• _WHAT YOU NEED TO DO_
Print each of the lines below word for word, changing nothing.

• _DATA SHOWN_
((
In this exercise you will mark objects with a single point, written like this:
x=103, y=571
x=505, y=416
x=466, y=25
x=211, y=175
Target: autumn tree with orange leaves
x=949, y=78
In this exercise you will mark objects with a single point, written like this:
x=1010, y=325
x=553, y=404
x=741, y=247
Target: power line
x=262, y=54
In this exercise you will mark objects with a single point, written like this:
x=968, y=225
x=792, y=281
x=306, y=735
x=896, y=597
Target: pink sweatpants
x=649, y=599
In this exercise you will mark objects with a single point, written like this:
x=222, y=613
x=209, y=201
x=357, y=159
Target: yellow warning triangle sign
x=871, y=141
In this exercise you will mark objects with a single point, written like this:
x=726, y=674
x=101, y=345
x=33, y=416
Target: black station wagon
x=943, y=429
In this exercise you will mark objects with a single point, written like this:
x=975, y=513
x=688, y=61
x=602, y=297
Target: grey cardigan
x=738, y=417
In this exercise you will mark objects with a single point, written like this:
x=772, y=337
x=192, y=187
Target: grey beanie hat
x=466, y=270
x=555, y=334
))
• _FULL RESPONSE_
In this exercise you will mark objects with a single point, written like this:
x=103, y=571
x=505, y=416
x=466, y=25
x=211, y=175
Target: autumn tree with orange leaves
x=949, y=78
In this exercise you will mark objects with a single point, written like this:
x=1010, y=325
x=553, y=404
x=741, y=247
Target: power line
x=262, y=54
In this exercise you will mark objects with a single point, written like this:
x=968, y=225
x=792, y=281
x=306, y=735
x=896, y=597
Target: pink sweatpants
x=649, y=599
In this exercise you will mark objects with a single point, written like this:
x=222, y=613
x=209, y=201
x=357, y=159
Target: yellow warning triangle sign
x=871, y=141
In this exercise you will mark objects with a single point, written like this:
x=726, y=674
x=101, y=345
x=33, y=416
Target: black station wagon
x=943, y=429
In this exercise you will mark objects with a single point, written like this:
x=975, y=513
x=688, y=61
x=602, y=297
Target: grey cardigan
x=738, y=417
In this exercise you will mark objects with a single point, written like this:
x=772, y=337
x=192, y=187
Target: grey beanie hat
x=466, y=270
x=555, y=334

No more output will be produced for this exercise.